• What the exercise asks: Each line of the listing must be transcribed exactly, except for the images, which should be excluded.

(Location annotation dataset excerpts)
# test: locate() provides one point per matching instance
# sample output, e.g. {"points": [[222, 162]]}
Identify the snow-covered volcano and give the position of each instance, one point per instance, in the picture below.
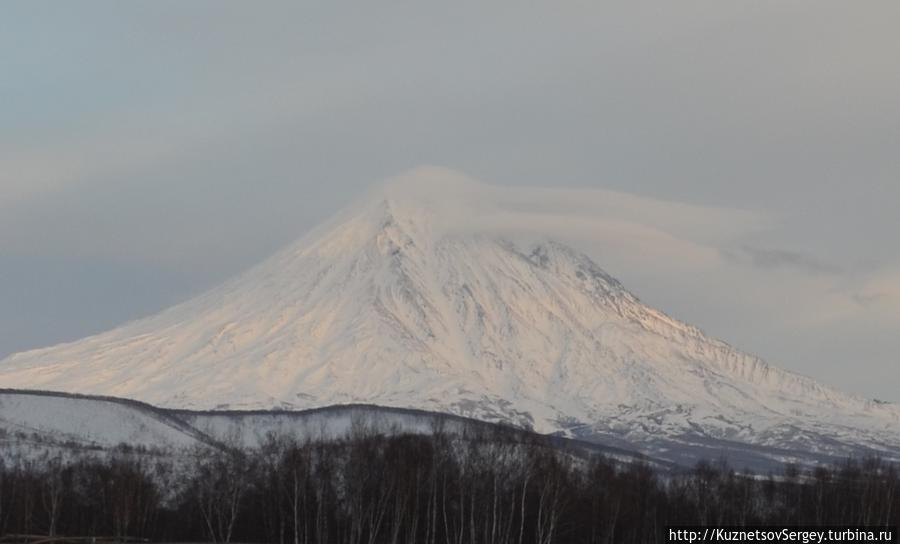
{"points": [[385, 305]]}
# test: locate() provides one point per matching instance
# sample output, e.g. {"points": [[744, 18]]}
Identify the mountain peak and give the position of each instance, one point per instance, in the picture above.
{"points": [[393, 304]]}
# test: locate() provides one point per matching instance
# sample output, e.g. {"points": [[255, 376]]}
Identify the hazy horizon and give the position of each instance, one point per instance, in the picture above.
{"points": [[734, 165]]}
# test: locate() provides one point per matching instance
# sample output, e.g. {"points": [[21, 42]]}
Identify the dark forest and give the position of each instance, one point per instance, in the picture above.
{"points": [[435, 489]]}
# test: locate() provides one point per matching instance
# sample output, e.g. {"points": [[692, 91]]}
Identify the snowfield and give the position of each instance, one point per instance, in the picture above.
{"points": [[386, 305]]}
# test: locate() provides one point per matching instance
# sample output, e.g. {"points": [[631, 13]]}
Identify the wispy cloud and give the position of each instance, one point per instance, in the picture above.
{"points": [[779, 258]]}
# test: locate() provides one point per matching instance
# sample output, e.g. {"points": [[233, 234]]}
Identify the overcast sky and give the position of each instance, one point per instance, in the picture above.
{"points": [[736, 164]]}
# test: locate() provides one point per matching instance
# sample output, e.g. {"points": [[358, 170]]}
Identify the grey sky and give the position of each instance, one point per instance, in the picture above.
{"points": [[151, 149]]}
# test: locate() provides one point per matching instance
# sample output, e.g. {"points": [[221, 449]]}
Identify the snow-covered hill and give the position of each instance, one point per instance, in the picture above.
{"points": [[389, 304]]}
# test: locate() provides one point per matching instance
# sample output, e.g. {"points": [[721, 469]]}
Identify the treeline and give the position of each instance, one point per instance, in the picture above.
{"points": [[432, 489]]}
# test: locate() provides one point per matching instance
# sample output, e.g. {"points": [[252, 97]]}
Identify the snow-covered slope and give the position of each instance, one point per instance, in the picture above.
{"points": [[388, 305], [39, 420]]}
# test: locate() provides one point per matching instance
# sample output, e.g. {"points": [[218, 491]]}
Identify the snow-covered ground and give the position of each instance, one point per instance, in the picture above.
{"points": [[389, 305]]}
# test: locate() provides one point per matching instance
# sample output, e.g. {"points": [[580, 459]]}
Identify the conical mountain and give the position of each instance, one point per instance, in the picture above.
{"points": [[385, 305]]}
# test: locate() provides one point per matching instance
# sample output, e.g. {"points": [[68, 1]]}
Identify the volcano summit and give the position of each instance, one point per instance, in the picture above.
{"points": [[389, 305]]}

• Solution for this problem:
# test: locate() provides one point per matching instance
# sample output, e.g. {"points": [[222, 162]]}
Identify the snow-covered volcano and give the position of each instance, one point per instance, in the picture below.
{"points": [[385, 305]]}
# test: locate() provides one point per matching instance
# sample output, e.g. {"points": [[744, 18]]}
Identify the mountain peak and give the position of each instance, one point per instance, in the picture above.
{"points": [[393, 304]]}
# test: locate() provides one point per matching instance
# sample output, e.g. {"points": [[255, 376]]}
Identify the hazy horizon and give the position of each instance, one point per instance, in the picture above.
{"points": [[734, 165]]}
# test: locate() provides one point per matching instance
# sample output, e.g. {"points": [[21, 42]]}
Identify the dark forest and give the position of each instance, one point per instance, in the picture above.
{"points": [[435, 489]]}
# test: locate() provides one point per matching instance
# sample output, e.g. {"points": [[692, 91]]}
Identify the snowfield and give the position of each instance, one point per instance, in the picture above.
{"points": [[386, 305]]}
# test: locate() provides one point per matching instance
# sample output, e.g. {"points": [[631, 13]]}
Identify the wispy cloud and give the position of each instance, one point per instance, in the picture above.
{"points": [[779, 258]]}
# test: locate() provides one point per matching instance
# sample output, e.g. {"points": [[233, 234]]}
Identify the overcast sky and give the position of each instance, one point per instance, in the picture above.
{"points": [[736, 164]]}
# test: locate() provides one point per matching instance
# sample output, e.g. {"points": [[358, 170]]}
Identify the grey sky and give the position of each instance, one point per instance, in the picture above.
{"points": [[151, 149]]}
# test: locate() provides one point per matching instance
# sample output, e.g. {"points": [[221, 449]]}
Identify the snow-covered hill and give the position of each instance, one point per instance, in the picture above.
{"points": [[389, 304]]}
# test: locate() provides one point per matching instance
# sample output, e.g. {"points": [[721, 469]]}
Identify the treeline and give the position of each instance, one point per instance, in the picture above.
{"points": [[432, 489]]}
# test: locate() provides one point per matching instance
# sample output, e.g. {"points": [[252, 97]]}
Identify the snow-covered slope and give the position of each instance, one point per instance, in the picture above.
{"points": [[388, 305], [39, 420]]}
# test: locate() provides one point per matching instance
# sample output, e.g. {"points": [[218, 491]]}
Identify the snow-covered ground and give the position of each instance, one point per instance, in the picture above.
{"points": [[389, 305]]}
# test: locate() provides one point per matching instance
# sample output, e.g. {"points": [[580, 459]]}
Identify the conical mountain and give the position of each instance, one point per instance, in the picture above.
{"points": [[385, 305]]}
# test: locate() provides one point per matching instance
# sample output, e.g. {"points": [[68, 1]]}
Identify the volcano summit and give the position of each instance, one point per instance, in the picture above.
{"points": [[389, 305]]}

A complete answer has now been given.